## WHAT IS REQUIRED
Among the records below, find the line that has "Target: concrete bridge pier"; from there, give the lines again exactly, and stop after the line that has "each like (439,408).".

## GIVEN DATA
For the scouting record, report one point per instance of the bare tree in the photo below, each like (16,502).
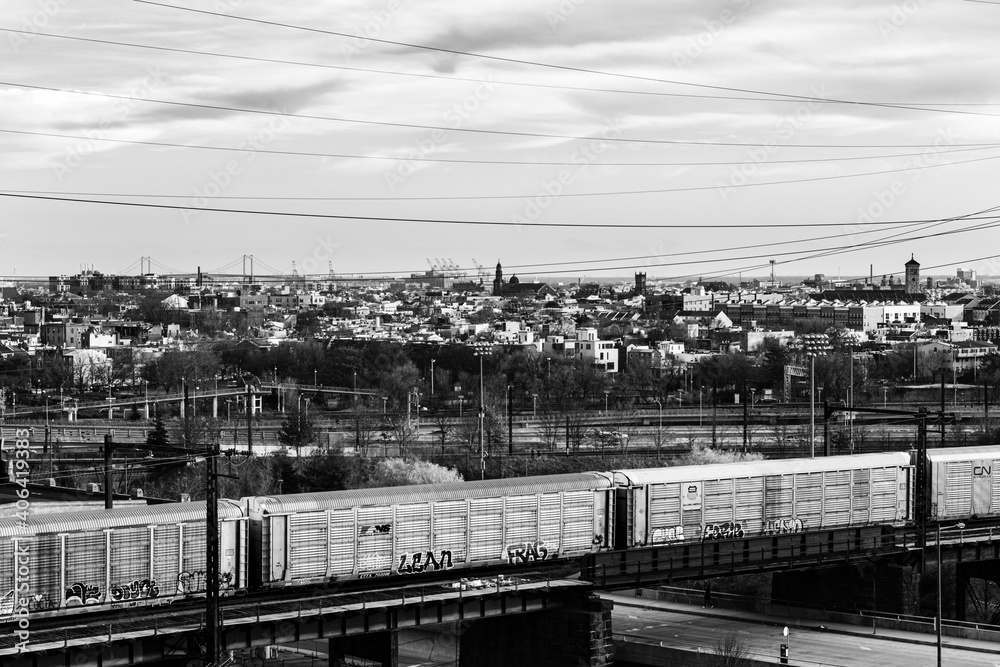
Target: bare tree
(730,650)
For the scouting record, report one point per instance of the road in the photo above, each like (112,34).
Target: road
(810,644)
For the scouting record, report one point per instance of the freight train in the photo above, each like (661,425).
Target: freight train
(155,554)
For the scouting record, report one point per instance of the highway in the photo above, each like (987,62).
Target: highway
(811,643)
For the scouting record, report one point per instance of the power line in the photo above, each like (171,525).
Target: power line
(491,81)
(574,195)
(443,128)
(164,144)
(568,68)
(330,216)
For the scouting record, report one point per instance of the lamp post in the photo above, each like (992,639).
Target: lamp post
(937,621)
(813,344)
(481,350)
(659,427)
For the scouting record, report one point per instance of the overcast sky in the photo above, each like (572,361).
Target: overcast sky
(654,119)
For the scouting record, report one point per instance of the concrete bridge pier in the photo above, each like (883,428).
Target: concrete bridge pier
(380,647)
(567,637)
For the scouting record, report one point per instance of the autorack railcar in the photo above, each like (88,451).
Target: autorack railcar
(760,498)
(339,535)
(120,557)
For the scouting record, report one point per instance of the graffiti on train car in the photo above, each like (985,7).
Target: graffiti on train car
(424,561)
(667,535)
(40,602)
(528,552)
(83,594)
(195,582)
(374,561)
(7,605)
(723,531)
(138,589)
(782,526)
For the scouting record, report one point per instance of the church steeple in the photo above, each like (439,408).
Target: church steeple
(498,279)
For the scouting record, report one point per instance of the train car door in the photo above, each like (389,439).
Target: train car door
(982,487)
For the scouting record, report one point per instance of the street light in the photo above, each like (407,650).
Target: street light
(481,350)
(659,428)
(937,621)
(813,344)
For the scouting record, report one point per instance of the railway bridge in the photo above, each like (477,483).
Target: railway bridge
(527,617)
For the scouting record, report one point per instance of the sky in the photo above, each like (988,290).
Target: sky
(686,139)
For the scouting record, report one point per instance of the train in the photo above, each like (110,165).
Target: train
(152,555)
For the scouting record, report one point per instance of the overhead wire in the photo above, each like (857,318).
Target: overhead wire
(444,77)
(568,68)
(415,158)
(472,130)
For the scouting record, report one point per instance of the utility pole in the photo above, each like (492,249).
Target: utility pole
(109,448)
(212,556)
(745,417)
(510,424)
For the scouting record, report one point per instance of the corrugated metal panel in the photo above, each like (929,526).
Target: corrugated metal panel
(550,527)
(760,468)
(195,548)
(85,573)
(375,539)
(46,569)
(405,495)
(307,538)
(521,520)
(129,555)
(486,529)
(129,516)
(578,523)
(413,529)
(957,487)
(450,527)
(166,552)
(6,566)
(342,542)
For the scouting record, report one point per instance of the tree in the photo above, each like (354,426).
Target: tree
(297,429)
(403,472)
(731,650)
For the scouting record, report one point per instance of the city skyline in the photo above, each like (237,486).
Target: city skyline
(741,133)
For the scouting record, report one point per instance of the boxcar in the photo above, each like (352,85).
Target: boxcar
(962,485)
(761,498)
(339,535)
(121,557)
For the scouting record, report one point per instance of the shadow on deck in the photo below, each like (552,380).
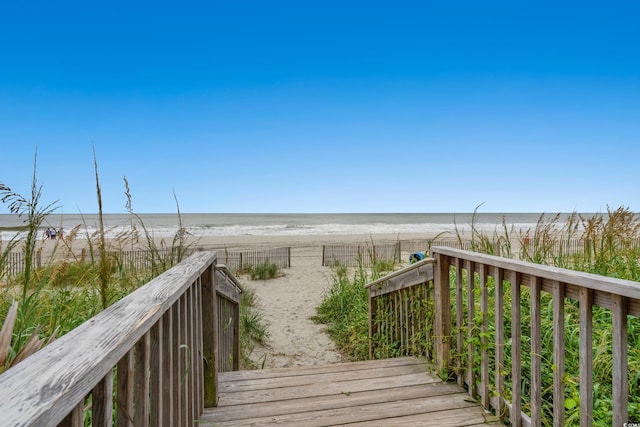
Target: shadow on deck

## TASK SOLUTION
Target: concrete bridge pier
(380,647)
(567,637)
For the scouting record, report one point per instance of the autorack railcar in the photo above, each like (88,451).
Target: autorack railcar
(760,498)
(339,535)
(120,557)
For the scouting record, report one point per instance of the graffiti on train car in the photo above, each like (985,7).
Target: graffiti on train car
(424,561)
(667,535)
(40,602)
(528,552)
(83,594)
(195,582)
(374,561)
(7,605)
(723,531)
(138,589)
(782,526)
For the scouting record, report one point per instance of the church steeple in the photo above, each like (439,408).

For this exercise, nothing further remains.